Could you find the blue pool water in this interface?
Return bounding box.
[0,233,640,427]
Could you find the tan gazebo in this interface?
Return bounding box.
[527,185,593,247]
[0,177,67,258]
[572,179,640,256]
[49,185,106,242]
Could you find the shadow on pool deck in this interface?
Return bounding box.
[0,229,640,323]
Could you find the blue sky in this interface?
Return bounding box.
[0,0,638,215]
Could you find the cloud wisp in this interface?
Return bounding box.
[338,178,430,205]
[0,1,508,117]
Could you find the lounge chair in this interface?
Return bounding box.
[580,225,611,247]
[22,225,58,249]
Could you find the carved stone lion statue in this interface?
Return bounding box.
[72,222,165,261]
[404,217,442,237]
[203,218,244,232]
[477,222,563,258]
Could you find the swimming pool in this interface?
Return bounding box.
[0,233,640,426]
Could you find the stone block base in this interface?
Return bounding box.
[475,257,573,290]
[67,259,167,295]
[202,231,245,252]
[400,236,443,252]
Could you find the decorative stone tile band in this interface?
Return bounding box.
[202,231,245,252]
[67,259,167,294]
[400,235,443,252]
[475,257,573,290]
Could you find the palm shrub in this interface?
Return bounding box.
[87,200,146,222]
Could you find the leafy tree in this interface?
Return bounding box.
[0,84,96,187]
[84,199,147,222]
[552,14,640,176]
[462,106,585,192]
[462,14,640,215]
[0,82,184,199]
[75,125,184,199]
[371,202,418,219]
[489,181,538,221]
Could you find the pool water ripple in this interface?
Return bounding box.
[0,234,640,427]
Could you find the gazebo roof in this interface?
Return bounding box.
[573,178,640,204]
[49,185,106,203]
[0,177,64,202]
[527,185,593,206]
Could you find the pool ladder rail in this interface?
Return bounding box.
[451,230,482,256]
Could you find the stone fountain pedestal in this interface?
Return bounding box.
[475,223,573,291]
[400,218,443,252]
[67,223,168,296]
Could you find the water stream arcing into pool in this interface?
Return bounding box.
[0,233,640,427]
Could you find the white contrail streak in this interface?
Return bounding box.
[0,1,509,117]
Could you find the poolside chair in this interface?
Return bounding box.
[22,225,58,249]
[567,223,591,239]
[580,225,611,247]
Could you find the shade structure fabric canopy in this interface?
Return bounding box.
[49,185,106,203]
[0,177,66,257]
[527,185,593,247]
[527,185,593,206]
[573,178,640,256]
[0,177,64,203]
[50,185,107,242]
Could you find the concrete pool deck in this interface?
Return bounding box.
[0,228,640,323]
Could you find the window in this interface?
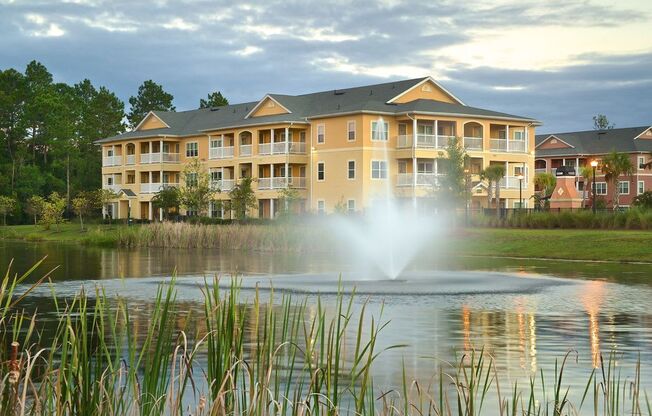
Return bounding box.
[346,120,355,142]
[186,142,199,157]
[346,199,355,214]
[371,160,387,179]
[346,160,355,179]
[186,172,197,186]
[595,182,607,195]
[371,121,389,141]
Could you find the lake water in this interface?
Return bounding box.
[0,241,652,406]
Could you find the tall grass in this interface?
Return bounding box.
[0,258,652,416]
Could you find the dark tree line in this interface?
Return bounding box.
[0,61,228,223]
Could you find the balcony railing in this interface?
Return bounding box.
[102,156,122,166]
[491,139,525,153]
[208,146,233,159]
[240,144,252,157]
[211,179,235,192]
[396,173,441,187]
[140,152,179,163]
[464,137,482,150]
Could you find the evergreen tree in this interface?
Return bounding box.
[127,79,176,128]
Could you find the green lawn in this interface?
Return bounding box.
[0,223,652,262]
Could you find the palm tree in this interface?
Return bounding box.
[602,150,634,210]
[482,165,505,218]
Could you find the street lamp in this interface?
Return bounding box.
[516,173,525,211]
[591,159,598,214]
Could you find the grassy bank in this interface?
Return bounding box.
[0,260,652,416]
[0,223,652,262]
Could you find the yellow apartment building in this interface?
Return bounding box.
[98,77,540,220]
═══
Please change "lounge chair" to "deck chair" in the entries between the lines holding "Could you find the blue sky" and "[0,233,640,426]", inclusive, and give those lines again with nothing else altered.

Task output →
Could you find the blue sky in this interface?
Return bounding box.
[0,0,638,215]
Could you find the cloud wisp in this interface?
Return bounding box.
[338,178,430,205]
[0,1,508,117]
Could you find the deck chair in this interface?
Return bounding box.
[580,225,611,247]
[22,225,58,249]
Could you find the carved stone lion statue in this interface?
Return bounding box.
[72,222,165,261]
[404,217,442,237]
[203,218,244,232]
[477,222,563,258]
Could you find the swimming pool in this interface?
Return bounding box.
[0,233,640,426]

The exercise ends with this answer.